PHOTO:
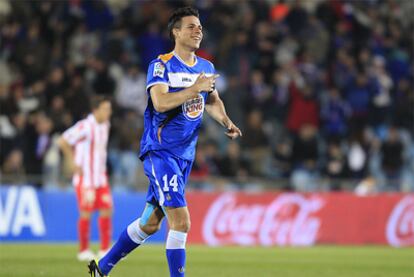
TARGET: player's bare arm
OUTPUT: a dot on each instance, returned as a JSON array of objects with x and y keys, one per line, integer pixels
[
  {"x": 215, "y": 108},
  {"x": 164, "y": 101},
  {"x": 67, "y": 150}
]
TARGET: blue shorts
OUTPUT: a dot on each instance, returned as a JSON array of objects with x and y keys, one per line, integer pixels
[{"x": 167, "y": 178}]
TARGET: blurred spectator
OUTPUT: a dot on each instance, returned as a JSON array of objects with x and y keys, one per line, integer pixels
[
  {"x": 131, "y": 93},
  {"x": 359, "y": 94},
  {"x": 103, "y": 83},
  {"x": 357, "y": 155},
  {"x": 76, "y": 99},
  {"x": 303, "y": 108},
  {"x": 403, "y": 110},
  {"x": 282, "y": 158},
  {"x": 304, "y": 158},
  {"x": 335, "y": 114},
  {"x": 367, "y": 186},
  {"x": 38, "y": 141},
  {"x": 13, "y": 169},
  {"x": 392, "y": 158},
  {"x": 335, "y": 165},
  {"x": 255, "y": 143}
]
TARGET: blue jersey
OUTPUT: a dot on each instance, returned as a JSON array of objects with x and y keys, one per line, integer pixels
[{"x": 175, "y": 131}]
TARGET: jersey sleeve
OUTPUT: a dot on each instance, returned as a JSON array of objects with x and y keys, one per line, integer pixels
[
  {"x": 76, "y": 133},
  {"x": 157, "y": 74}
]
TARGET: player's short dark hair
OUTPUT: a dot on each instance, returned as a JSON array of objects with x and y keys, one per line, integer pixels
[
  {"x": 175, "y": 19},
  {"x": 97, "y": 100}
]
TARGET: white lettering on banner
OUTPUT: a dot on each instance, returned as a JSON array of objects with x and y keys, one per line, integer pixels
[
  {"x": 287, "y": 220},
  {"x": 400, "y": 226},
  {"x": 27, "y": 212}
]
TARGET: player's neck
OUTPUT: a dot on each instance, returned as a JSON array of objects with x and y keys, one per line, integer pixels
[
  {"x": 186, "y": 56},
  {"x": 97, "y": 118}
]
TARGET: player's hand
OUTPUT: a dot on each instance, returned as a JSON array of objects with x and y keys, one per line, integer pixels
[
  {"x": 204, "y": 83},
  {"x": 233, "y": 131}
]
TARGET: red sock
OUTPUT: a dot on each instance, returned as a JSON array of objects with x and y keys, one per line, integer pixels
[
  {"x": 83, "y": 233},
  {"x": 105, "y": 230}
]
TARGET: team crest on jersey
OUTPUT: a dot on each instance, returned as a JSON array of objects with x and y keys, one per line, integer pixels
[
  {"x": 159, "y": 69},
  {"x": 193, "y": 109}
]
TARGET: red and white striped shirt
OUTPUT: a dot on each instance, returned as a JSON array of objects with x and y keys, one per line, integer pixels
[{"x": 90, "y": 140}]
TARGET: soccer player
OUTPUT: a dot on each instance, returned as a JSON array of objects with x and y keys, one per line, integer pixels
[
  {"x": 180, "y": 86},
  {"x": 84, "y": 145}
]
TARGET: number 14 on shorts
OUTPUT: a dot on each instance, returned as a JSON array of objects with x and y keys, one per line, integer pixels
[{"x": 172, "y": 183}]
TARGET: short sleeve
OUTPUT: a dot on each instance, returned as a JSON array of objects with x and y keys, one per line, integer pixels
[
  {"x": 76, "y": 133},
  {"x": 157, "y": 74}
]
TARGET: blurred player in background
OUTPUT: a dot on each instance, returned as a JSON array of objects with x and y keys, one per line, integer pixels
[
  {"x": 84, "y": 145},
  {"x": 180, "y": 85}
]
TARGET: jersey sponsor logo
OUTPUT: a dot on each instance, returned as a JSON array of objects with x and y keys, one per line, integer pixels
[
  {"x": 288, "y": 220},
  {"x": 400, "y": 226},
  {"x": 193, "y": 109},
  {"x": 159, "y": 69}
]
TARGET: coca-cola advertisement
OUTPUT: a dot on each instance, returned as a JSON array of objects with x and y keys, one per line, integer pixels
[{"x": 294, "y": 219}]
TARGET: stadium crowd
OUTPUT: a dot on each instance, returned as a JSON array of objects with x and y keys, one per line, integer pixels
[{"x": 322, "y": 90}]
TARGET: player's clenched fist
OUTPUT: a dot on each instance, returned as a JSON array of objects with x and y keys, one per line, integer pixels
[
  {"x": 204, "y": 83},
  {"x": 233, "y": 131}
]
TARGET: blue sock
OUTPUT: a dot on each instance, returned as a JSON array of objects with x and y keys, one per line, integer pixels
[
  {"x": 130, "y": 238},
  {"x": 176, "y": 253},
  {"x": 176, "y": 262}
]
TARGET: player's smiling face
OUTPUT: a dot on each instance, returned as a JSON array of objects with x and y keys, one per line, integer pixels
[{"x": 191, "y": 32}]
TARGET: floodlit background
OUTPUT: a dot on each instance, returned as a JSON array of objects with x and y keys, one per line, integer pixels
[{"x": 322, "y": 90}]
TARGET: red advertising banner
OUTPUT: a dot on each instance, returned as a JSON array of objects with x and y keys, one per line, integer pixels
[{"x": 293, "y": 219}]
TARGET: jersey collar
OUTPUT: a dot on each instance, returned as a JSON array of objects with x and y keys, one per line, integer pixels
[{"x": 183, "y": 62}]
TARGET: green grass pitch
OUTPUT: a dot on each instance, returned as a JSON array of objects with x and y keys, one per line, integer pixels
[{"x": 58, "y": 260}]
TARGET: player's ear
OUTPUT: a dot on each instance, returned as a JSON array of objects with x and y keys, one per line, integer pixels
[{"x": 175, "y": 33}]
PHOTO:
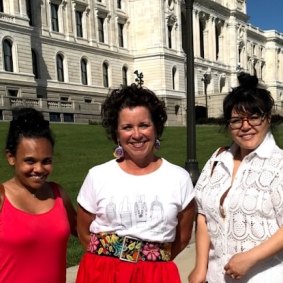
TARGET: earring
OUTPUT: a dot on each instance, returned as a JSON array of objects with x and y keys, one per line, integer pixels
[
  {"x": 118, "y": 152},
  {"x": 157, "y": 144}
]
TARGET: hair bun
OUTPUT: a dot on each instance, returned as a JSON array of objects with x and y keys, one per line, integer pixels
[{"x": 247, "y": 81}]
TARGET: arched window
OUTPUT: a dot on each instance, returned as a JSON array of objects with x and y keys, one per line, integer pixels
[
  {"x": 170, "y": 27},
  {"x": 124, "y": 75},
  {"x": 120, "y": 34},
  {"x": 174, "y": 77},
  {"x": 8, "y": 55},
  {"x": 35, "y": 68},
  {"x": 79, "y": 23},
  {"x": 105, "y": 75},
  {"x": 84, "y": 71},
  {"x": 1, "y": 6},
  {"x": 60, "y": 67},
  {"x": 54, "y": 17},
  {"x": 201, "y": 37},
  {"x": 100, "y": 29},
  {"x": 29, "y": 11}
]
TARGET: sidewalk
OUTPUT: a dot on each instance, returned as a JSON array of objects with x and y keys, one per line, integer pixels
[{"x": 185, "y": 262}]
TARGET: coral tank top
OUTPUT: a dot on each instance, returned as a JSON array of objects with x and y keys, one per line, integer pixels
[{"x": 33, "y": 246}]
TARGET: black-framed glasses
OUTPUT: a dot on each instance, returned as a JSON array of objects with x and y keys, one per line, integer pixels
[{"x": 253, "y": 120}]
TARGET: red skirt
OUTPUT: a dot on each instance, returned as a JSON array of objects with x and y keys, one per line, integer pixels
[{"x": 97, "y": 269}]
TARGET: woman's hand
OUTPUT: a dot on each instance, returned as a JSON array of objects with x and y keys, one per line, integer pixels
[
  {"x": 239, "y": 264},
  {"x": 197, "y": 276}
]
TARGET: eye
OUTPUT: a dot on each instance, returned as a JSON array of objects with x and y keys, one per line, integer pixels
[
  {"x": 254, "y": 117},
  {"x": 235, "y": 120},
  {"x": 29, "y": 160},
  {"x": 144, "y": 126},
  {"x": 47, "y": 161},
  {"x": 127, "y": 127}
]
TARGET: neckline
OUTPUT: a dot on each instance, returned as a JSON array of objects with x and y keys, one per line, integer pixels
[
  {"x": 7, "y": 201},
  {"x": 142, "y": 175}
]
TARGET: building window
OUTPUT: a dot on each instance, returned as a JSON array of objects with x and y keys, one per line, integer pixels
[
  {"x": 124, "y": 76},
  {"x": 29, "y": 11},
  {"x": 105, "y": 75},
  {"x": 217, "y": 40},
  {"x": 35, "y": 68},
  {"x": 1, "y": 6},
  {"x": 54, "y": 17},
  {"x": 8, "y": 55},
  {"x": 54, "y": 117},
  {"x": 101, "y": 29},
  {"x": 120, "y": 34},
  {"x": 13, "y": 92},
  {"x": 84, "y": 71},
  {"x": 68, "y": 117},
  {"x": 174, "y": 77},
  {"x": 60, "y": 67},
  {"x": 170, "y": 27},
  {"x": 79, "y": 23},
  {"x": 201, "y": 38}
]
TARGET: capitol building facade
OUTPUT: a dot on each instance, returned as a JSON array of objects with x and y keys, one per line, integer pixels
[{"x": 64, "y": 56}]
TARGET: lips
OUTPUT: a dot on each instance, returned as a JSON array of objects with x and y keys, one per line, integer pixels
[
  {"x": 138, "y": 144},
  {"x": 247, "y": 137}
]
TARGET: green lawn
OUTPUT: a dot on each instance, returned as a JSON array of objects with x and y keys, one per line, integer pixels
[{"x": 79, "y": 147}]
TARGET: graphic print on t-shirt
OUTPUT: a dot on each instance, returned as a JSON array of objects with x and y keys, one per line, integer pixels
[
  {"x": 139, "y": 213},
  {"x": 125, "y": 214}
]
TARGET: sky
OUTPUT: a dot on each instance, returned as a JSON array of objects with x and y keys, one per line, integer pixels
[{"x": 266, "y": 14}]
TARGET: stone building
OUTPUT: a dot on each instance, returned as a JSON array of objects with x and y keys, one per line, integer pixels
[{"x": 63, "y": 56}]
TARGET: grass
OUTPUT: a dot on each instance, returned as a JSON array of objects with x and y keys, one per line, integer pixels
[{"x": 79, "y": 147}]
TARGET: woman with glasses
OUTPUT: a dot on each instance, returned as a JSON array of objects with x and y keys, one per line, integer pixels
[{"x": 239, "y": 235}]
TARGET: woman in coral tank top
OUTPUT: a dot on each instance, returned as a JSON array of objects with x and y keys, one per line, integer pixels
[{"x": 36, "y": 216}]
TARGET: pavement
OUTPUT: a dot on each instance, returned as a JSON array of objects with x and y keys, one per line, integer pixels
[{"x": 184, "y": 261}]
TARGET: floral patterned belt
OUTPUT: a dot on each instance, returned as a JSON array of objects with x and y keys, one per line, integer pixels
[{"x": 128, "y": 248}]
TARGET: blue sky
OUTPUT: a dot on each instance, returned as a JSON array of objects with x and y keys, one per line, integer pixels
[{"x": 266, "y": 14}]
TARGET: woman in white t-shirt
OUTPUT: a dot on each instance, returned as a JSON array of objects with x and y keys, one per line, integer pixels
[
  {"x": 239, "y": 194},
  {"x": 135, "y": 212}
]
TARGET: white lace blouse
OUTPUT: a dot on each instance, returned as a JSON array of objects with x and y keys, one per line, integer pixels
[{"x": 252, "y": 210}]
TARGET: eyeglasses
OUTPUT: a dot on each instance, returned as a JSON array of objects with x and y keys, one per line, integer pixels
[{"x": 253, "y": 120}]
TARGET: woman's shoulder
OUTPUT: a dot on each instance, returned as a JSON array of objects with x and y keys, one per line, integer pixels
[{"x": 2, "y": 194}]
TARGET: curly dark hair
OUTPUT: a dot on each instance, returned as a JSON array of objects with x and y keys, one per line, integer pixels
[
  {"x": 129, "y": 97},
  {"x": 248, "y": 97},
  {"x": 27, "y": 122}
]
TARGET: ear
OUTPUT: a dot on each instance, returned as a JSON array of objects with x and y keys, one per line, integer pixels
[{"x": 10, "y": 158}]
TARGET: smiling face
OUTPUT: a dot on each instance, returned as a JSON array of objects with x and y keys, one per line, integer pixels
[
  {"x": 136, "y": 134},
  {"x": 249, "y": 137},
  {"x": 32, "y": 162}
]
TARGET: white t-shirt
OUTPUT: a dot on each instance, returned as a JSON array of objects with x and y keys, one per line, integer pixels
[
  {"x": 253, "y": 209},
  {"x": 144, "y": 207}
]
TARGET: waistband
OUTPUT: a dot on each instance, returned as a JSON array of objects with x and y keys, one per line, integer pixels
[{"x": 128, "y": 248}]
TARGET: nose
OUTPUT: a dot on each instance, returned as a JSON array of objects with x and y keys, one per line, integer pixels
[
  {"x": 136, "y": 133},
  {"x": 245, "y": 123},
  {"x": 38, "y": 167}
]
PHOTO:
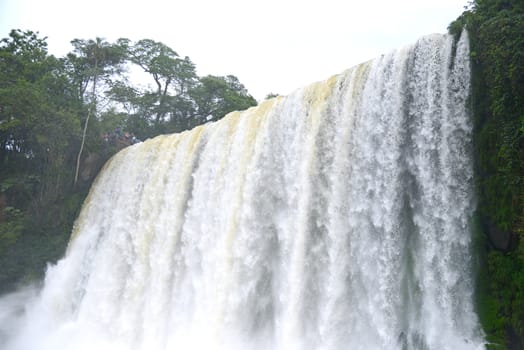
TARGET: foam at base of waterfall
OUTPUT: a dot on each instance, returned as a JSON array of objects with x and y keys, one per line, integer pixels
[{"x": 335, "y": 218}]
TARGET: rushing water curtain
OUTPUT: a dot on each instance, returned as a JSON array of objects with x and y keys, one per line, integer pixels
[{"x": 335, "y": 218}]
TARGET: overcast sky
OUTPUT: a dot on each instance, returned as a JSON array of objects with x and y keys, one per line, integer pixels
[{"x": 271, "y": 46}]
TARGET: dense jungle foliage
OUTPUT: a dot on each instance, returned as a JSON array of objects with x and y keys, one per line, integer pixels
[
  {"x": 62, "y": 118},
  {"x": 496, "y": 30}
]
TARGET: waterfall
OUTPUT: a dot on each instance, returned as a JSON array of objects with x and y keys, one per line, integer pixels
[{"x": 337, "y": 217}]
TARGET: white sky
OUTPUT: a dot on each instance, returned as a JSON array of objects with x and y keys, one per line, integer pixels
[{"x": 271, "y": 45}]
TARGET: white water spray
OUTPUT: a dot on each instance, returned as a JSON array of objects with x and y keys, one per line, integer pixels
[{"x": 335, "y": 218}]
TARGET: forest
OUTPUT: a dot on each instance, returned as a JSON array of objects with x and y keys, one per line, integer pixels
[
  {"x": 61, "y": 118},
  {"x": 496, "y": 30}
]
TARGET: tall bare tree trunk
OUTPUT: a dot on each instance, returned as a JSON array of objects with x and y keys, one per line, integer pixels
[{"x": 91, "y": 110}]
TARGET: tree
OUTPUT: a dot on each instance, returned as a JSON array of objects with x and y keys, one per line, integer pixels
[
  {"x": 173, "y": 76},
  {"x": 92, "y": 61},
  {"x": 216, "y": 96}
]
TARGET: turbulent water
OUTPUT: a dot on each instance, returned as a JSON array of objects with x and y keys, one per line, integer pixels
[{"x": 337, "y": 217}]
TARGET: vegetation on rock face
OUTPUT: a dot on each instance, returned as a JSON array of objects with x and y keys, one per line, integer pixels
[
  {"x": 496, "y": 30},
  {"x": 62, "y": 118}
]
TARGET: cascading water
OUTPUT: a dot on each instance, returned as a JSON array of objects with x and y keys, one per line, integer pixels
[{"x": 335, "y": 218}]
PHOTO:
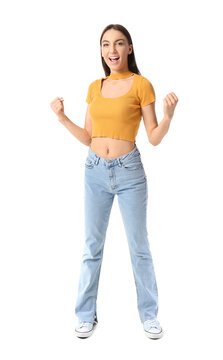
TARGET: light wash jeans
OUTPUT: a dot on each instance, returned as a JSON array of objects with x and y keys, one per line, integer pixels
[{"x": 104, "y": 178}]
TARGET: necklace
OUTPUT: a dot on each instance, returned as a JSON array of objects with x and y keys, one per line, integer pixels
[{"x": 116, "y": 76}]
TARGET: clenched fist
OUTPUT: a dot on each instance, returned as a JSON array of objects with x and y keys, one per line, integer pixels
[{"x": 57, "y": 106}]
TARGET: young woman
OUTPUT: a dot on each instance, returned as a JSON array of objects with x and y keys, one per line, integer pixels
[{"x": 113, "y": 167}]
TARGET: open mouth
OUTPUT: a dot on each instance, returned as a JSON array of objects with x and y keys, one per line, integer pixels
[{"x": 114, "y": 59}]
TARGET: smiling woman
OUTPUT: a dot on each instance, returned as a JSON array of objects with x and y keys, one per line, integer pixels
[{"x": 113, "y": 167}]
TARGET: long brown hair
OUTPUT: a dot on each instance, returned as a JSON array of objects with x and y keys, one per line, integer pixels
[{"x": 131, "y": 57}]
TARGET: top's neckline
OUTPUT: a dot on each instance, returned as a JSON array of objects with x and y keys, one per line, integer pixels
[
  {"x": 122, "y": 75},
  {"x": 117, "y": 97}
]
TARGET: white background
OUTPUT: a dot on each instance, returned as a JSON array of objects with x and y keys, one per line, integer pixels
[{"x": 50, "y": 49}]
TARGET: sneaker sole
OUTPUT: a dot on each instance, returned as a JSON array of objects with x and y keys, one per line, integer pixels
[
  {"x": 86, "y": 334},
  {"x": 154, "y": 336}
]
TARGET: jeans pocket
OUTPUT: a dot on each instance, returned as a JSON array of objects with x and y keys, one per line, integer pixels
[
  {"x": 133, "y": 164},
  {"x": 89, "y": 163}
]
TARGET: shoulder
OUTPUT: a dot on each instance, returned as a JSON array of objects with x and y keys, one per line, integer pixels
[
  {"x": 142, "y": 80},
  {"x": 145, "y": 90}
]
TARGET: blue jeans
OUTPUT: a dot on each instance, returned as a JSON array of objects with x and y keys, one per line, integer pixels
[{"x": 104, "y": 178}]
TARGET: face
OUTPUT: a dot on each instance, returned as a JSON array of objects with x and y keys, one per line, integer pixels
[{"x": 115, "y": 44}]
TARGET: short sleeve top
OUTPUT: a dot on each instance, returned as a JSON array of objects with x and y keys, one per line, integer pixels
[{"x": 119, "y": 117}]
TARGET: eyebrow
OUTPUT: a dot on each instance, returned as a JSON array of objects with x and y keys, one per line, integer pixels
[{"x": 115, "y": 40}]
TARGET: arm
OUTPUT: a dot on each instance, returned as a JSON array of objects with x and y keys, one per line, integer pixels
[
  {"x": 82, "y": 134},
  {"x": 154, "y": 131}
]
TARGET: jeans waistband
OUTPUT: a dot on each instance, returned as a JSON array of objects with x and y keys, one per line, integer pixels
[{"x": 114, "y": 161}]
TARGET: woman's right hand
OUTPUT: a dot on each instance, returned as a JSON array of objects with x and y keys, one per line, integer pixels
[{"x": 57, "y": 106}]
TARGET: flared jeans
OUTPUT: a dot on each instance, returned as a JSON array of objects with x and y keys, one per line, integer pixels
[{"x": 104, "y": 178}]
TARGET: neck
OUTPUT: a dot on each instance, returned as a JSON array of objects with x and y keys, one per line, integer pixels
[{"x": 120, "y": 75}]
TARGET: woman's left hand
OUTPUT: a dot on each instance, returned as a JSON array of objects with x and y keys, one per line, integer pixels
[{"x": 170, "y": 102}]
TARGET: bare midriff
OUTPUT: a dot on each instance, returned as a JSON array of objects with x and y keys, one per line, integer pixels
[
  {"x": 109, "y": 148},
  {"x": 106, "y": 147}
]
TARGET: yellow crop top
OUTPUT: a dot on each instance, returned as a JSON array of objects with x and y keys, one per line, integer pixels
[{"x": 119, "y": 117}]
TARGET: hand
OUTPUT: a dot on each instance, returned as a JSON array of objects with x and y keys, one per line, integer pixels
[
  {"x": 170, "y": 102},
  {"x": 57, "y": 106}
]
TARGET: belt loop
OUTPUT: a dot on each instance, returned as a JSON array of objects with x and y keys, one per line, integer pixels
[
  {"x": 119, "y": 162},
  {"x": 96, "y": 160}
]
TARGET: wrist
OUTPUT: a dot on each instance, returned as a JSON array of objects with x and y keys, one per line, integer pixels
[{"x": 61, "y": 117}]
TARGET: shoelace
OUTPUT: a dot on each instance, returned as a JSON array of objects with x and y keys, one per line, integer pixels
[
  {"x": 153, "y": 323},
  {"x": 82, "y": 324}
]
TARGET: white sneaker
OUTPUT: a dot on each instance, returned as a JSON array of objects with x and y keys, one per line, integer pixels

- - - -

EXERCISE OBJECTIVE - Scan the records for the string "tree" and report each line where it occurs.

RESULT -
TARGET: tall bare tree trunk
TARGET: tree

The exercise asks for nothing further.